● **Written exercise**
Pull out every line in the records below that contains the word "white", and copy each one as it appears.

● **Raw data**
* * * * * * * * *

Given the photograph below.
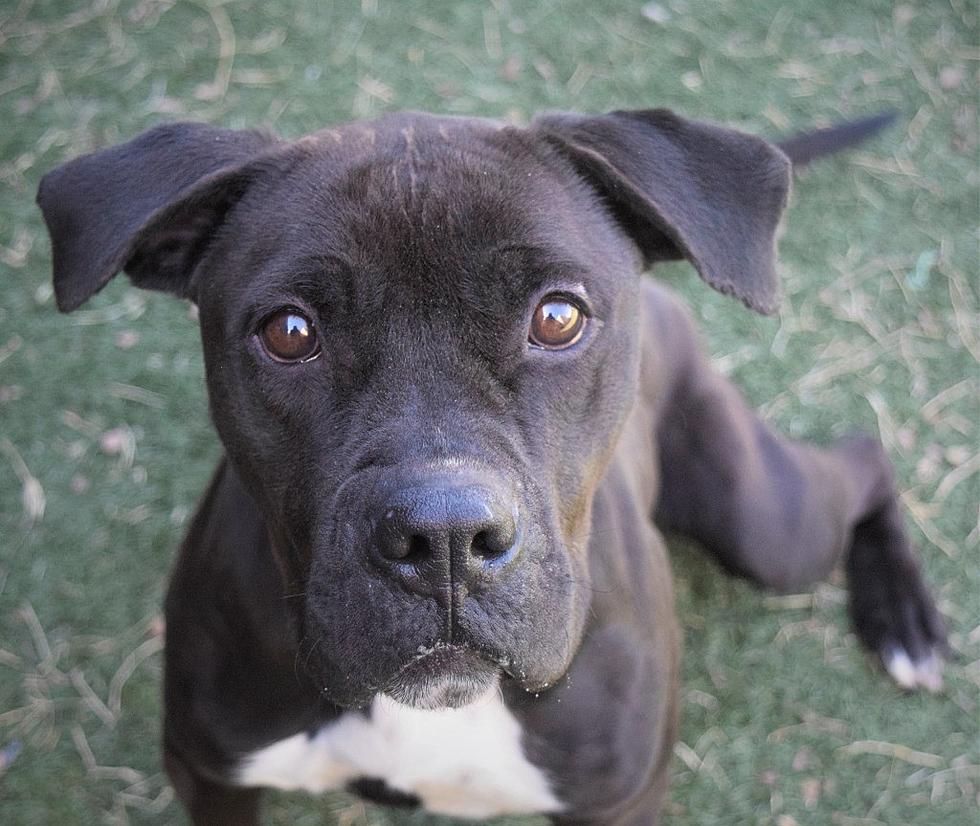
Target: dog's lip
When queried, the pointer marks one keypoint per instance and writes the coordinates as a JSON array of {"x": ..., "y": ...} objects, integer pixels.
[{"x": 443, "y": 657}]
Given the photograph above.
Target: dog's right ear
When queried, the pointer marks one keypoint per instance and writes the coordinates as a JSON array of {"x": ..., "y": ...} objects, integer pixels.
[{"x": 148, "y": 207}]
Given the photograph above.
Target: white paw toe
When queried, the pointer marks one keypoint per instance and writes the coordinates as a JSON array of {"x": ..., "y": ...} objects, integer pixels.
[{"x": 910, "y": 675}]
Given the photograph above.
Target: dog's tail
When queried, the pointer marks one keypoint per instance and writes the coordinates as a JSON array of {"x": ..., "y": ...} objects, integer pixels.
[{"x": 808, "y": 146}]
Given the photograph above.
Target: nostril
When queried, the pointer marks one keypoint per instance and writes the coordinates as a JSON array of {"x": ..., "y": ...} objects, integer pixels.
[
  {"x": 493, "y": 543},
  {"x": 485, "y": 547}
]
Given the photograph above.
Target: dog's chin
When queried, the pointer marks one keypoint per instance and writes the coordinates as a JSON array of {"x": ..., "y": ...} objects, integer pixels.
[{"x": 448, "y": 676}]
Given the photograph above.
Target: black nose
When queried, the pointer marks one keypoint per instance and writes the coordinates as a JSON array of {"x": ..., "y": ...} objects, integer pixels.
[{"x": 439, "y": 533}]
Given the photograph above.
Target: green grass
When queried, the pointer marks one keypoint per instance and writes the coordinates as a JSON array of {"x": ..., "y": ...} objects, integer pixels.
[{"x": 784, "y": 722}]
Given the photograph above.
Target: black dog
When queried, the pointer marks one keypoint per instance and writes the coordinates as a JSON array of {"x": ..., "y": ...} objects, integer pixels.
[{"x": 428, "y": 569}]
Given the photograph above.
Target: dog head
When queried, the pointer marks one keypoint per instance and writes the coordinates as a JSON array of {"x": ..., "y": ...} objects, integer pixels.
[{"x": 421, "y": 341}]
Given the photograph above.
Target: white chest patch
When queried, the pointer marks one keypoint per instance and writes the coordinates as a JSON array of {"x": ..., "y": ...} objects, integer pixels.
[{"x": 465, "y": 762}]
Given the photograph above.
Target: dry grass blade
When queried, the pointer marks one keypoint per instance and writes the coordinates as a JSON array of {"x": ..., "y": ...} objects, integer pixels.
[
  {"x": 32, "y": 493},
  {"x": 893, "y": 750}
]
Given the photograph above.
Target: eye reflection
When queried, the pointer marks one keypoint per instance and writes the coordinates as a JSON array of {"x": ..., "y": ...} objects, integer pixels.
[
  {"x": 557, "y": 323},
  {"x": 289, "y": 336}
]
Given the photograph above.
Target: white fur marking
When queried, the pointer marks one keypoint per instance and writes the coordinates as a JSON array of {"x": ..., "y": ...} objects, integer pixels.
[{"x": 465, "y": 762}]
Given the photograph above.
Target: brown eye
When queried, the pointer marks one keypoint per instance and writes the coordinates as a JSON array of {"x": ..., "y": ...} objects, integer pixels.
[
  {"x": 288, "y": 335},
  {"x": 557, "y": 323}
]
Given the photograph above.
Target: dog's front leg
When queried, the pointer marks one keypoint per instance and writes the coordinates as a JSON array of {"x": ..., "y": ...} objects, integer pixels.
[{"x": 210, "y": 803}]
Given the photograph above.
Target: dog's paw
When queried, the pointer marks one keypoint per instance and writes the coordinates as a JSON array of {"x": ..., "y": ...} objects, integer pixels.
[
  {"x": 893, "y": 612},
  {"x": 910, "y": 675}
]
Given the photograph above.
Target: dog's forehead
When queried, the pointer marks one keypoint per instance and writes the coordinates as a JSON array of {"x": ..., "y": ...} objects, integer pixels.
[{"x": 422, "y": 195}]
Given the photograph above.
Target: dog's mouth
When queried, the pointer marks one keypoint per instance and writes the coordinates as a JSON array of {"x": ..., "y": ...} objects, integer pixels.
[{"x": 444, "y": 676}]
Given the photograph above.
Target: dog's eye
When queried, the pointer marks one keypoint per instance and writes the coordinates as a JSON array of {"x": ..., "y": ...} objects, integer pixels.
[
  {"x": 288, "y": 335},
  {"x": 557, "y": 323}
]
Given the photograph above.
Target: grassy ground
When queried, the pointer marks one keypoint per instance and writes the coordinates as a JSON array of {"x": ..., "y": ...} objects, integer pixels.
[{"x": 105, "y": 445}]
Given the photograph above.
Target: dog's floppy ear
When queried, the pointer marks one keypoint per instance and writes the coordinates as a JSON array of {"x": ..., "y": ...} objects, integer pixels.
[
  {"x": 684, "y": 189},
  {"x": 147, "y": 207}
]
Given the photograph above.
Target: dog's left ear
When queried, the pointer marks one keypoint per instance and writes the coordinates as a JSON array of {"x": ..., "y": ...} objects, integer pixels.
[{"x": 684, "y": 189}]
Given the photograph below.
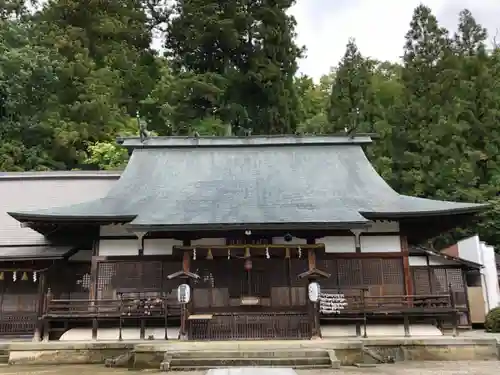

* * * * * * * * *

● **Response below**
Target: white paw toe
Target: white chest patch
Target: white fur marking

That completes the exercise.